TASK DETAILS -
List each line of the records that contains the string "dress". Case matters.

ENTRIES PROVIDED -

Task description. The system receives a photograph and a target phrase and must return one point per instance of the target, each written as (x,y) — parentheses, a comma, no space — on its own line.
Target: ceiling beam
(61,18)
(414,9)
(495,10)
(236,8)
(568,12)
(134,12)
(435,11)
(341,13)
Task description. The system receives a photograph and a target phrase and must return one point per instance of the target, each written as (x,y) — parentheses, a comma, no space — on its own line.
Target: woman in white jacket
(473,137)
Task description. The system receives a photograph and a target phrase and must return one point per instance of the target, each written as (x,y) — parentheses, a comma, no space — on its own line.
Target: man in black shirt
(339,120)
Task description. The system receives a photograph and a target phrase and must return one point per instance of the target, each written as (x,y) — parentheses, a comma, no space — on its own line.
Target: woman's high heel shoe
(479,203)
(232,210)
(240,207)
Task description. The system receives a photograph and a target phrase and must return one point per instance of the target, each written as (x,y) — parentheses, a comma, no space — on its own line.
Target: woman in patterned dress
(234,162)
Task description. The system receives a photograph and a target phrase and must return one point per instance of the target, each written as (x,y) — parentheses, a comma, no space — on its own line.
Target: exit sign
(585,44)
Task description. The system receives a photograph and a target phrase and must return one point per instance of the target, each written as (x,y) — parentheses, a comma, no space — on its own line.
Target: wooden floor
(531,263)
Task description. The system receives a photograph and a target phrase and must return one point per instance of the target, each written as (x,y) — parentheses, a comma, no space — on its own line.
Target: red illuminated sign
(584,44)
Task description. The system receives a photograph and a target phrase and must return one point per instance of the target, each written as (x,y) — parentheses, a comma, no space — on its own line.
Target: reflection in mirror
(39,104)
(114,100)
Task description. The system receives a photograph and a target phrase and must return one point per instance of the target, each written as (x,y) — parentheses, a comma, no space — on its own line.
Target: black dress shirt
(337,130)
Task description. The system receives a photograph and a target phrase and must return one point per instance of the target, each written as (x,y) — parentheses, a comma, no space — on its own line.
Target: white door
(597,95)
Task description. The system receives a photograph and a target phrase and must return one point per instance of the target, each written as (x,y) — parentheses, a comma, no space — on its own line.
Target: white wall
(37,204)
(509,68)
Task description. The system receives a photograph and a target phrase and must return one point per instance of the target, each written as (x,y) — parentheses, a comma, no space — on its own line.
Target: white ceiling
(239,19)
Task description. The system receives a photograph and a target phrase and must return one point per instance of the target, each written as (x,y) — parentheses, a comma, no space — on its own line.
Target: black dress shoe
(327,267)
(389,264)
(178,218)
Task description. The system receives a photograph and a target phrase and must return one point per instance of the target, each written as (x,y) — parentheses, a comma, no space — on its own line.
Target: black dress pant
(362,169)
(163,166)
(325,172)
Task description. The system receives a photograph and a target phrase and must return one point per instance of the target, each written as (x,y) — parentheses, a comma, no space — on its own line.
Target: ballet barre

RESULT -
Target: woman in patterned dress
Target: black dress shirt
Target: black dress shoe
Target: black dress pant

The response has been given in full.